**Problem to solve**:
Filter the lines below and copy each one that contains the string "transmission". Matching is case-sensitive.
>> begin
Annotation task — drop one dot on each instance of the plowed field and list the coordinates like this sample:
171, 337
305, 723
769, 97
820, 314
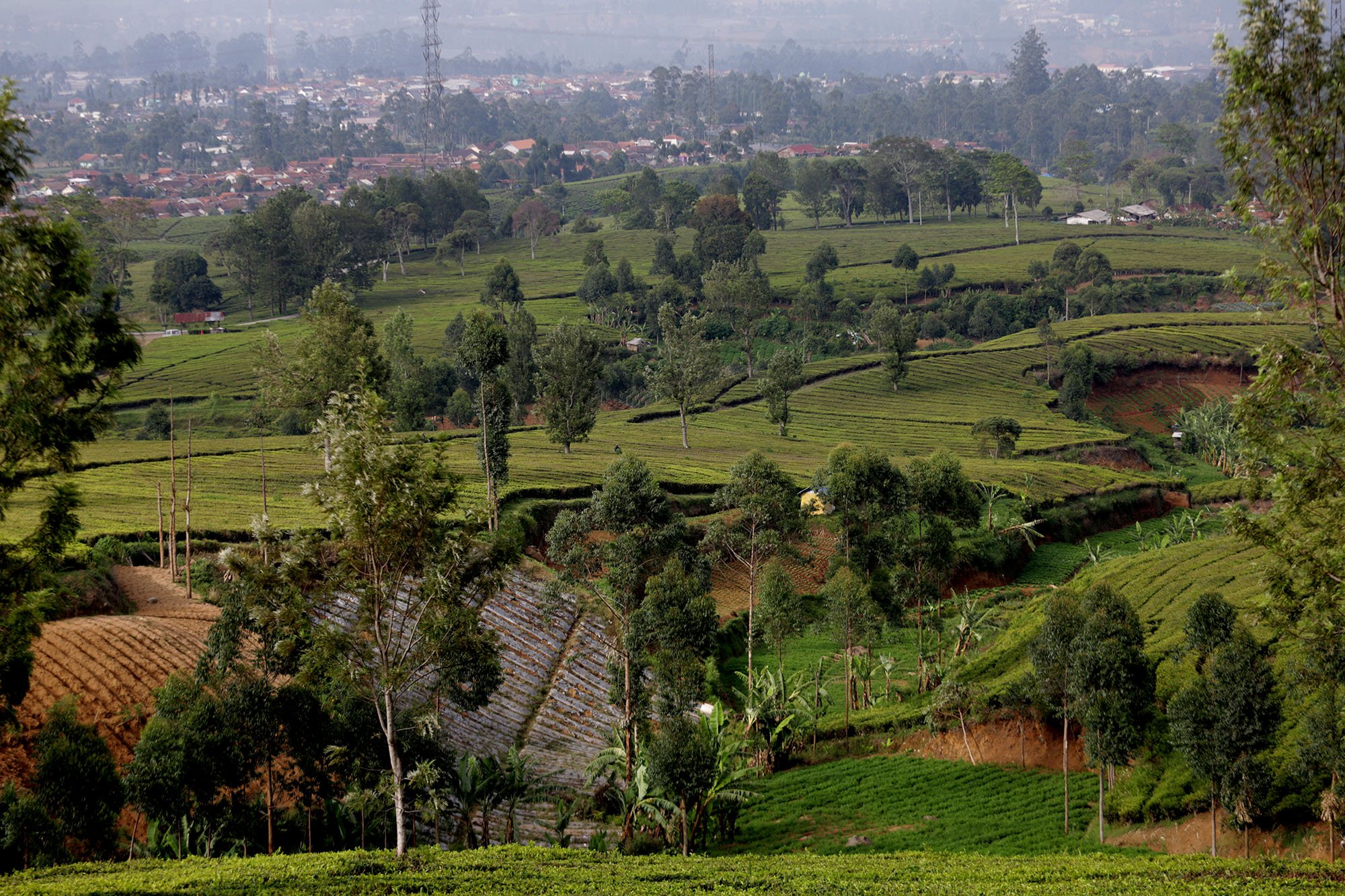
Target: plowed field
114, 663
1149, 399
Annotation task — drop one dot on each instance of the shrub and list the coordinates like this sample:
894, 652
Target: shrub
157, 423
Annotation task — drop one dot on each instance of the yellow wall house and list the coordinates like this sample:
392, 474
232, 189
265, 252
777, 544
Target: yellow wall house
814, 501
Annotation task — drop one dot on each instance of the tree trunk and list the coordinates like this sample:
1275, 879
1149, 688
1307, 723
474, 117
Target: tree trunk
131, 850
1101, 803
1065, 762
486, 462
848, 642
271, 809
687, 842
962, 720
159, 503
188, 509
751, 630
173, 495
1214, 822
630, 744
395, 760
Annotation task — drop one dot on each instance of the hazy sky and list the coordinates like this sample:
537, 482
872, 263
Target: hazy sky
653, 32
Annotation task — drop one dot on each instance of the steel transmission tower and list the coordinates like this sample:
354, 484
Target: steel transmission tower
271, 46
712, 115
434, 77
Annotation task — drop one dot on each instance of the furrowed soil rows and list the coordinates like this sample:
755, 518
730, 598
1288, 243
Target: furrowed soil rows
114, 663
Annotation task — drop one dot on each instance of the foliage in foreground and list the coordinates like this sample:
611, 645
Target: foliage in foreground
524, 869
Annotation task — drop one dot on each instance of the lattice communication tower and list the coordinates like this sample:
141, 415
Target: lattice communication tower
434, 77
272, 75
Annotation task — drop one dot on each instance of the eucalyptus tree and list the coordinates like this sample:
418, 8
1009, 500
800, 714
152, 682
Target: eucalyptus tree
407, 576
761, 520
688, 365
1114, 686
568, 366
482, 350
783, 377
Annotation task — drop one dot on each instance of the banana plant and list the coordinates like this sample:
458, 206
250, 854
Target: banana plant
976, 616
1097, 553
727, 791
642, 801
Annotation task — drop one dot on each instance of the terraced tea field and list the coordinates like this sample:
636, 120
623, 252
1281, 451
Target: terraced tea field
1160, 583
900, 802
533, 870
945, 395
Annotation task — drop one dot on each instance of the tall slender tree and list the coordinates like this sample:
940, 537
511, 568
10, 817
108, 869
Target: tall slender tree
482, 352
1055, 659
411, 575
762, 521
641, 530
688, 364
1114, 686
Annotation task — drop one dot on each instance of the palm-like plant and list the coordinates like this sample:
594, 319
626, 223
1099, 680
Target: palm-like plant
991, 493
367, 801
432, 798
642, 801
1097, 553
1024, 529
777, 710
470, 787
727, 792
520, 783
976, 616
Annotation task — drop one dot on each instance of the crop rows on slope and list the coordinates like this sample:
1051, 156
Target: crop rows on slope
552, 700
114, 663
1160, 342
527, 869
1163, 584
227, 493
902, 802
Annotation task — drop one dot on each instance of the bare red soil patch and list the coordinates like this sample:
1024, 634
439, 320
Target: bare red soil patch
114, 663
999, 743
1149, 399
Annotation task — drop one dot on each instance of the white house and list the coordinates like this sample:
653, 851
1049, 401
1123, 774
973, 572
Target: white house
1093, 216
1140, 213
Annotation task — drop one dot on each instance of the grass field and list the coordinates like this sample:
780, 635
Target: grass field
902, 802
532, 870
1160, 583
>> end
>> begin
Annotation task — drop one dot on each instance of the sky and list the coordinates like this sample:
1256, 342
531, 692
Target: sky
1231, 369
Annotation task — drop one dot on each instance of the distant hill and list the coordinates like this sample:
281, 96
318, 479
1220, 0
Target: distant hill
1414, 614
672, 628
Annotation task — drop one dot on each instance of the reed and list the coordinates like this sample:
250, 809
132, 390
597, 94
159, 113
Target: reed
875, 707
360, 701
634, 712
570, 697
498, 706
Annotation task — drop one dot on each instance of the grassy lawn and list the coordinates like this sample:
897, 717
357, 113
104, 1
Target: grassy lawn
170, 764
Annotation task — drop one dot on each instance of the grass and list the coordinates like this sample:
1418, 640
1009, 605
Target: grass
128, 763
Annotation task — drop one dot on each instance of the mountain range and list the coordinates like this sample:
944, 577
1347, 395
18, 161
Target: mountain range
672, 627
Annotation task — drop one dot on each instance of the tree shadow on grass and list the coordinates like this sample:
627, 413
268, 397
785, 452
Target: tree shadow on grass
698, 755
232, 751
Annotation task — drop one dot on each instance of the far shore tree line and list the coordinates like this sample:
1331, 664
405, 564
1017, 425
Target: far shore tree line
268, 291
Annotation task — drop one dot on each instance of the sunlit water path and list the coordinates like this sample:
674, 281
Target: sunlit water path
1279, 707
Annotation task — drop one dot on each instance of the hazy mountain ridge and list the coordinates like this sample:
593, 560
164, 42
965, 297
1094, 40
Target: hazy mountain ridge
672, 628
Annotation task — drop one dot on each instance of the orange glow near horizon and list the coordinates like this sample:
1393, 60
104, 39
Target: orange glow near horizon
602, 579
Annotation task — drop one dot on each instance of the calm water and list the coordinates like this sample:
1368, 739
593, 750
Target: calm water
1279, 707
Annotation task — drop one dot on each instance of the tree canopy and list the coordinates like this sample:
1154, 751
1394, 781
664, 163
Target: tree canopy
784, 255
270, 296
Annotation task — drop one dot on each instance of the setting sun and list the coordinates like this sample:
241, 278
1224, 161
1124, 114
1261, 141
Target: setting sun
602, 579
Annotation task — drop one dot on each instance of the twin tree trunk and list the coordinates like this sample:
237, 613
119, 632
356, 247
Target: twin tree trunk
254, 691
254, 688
>> end
**Result below**:
Annotation task — drop one dot on each instance of the steel transmission tower and list the coordinates like this sample:
Target: steel transmission tower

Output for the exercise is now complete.